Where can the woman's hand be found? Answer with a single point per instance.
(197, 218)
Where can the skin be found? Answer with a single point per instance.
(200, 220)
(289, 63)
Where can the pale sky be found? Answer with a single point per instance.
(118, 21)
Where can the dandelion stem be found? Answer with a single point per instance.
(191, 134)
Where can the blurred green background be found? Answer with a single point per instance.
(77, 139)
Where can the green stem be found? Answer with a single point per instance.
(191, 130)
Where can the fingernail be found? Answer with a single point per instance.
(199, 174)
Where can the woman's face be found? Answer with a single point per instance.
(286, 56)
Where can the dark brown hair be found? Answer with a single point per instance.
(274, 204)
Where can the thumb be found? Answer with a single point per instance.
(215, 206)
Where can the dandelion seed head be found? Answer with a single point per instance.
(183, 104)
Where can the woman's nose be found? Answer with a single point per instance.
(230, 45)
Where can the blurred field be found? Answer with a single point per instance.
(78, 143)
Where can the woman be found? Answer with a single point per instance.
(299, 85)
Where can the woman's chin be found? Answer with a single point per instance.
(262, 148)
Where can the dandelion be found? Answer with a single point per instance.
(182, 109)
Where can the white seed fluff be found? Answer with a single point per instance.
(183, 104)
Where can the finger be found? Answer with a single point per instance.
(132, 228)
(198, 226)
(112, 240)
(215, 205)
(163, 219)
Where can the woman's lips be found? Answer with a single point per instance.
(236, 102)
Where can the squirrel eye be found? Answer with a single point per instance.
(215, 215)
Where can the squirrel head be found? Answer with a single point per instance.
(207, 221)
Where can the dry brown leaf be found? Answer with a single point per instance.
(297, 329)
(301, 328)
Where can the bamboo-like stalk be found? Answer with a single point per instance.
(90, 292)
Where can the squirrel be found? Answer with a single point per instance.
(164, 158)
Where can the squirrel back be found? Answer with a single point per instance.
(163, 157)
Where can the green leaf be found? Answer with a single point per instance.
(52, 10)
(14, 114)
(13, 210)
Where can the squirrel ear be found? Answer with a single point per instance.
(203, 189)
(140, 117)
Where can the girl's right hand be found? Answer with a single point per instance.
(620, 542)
━━━━━━━━━━━━━━━━━━━━
> The exercise
Can you give the records again from the line that contains "Where can the woman's nose" through the end, swapping "squirrel" for "chipmunk" and leaving everything else as it stands?

> Response for this exercise
Where can the woman's nose be found? Answer with a single point per instance.
(230, 45)
Where can the blurred field be found? Answer with a single point per instance.
(78, 143)
Where can the woman be found? Answer with a single point per instance.
(299, 85)
Where can the woman's chin be found? Answer with a single point per instance.
(262, 148)
Where can the dandelion be found? Answer with a single point per instance.
(182, 109)
Where can the white seed fluff be found? Answer with a single point per instance.
(183, 104)
Where can the finger be found? Answer with a single point per instance.
(132, 228)
(198, 226)
(112, 240)
(215, 205)
(163, 219)
Where can the woman's lips be found? Answer with a single point per instance.
(236, 102)
Where can the chipmunk eye be found? Answer with a single point per instance.
(215, 215)
Where can the chipmunk head be found? Answer with a single point per instance.
(207, 221)
Where can the dry brown leaf be found? Answer with a single point per instance.
(297, 329)
(301, 328)
Where can the bamboo-like stalk be found? Answer with a single point per instance.
(90, 292)
Where can the chipmunk be found? Answer with a single point per instance.
(164, 158)
Where can the chipmunk back be found? Answer with a single point per instance.
(163, 157)
Where can the green leaf be found? Answer with a single point per instance.
(52, 10)
(14, 114)
(13, 210)
Where can the chipmunk ear be found? Answer with a single point per instance.
(203, 189)
(140, 117)
Where can the girl's right hand be found? Answer with a single point per instance.
(620, 542)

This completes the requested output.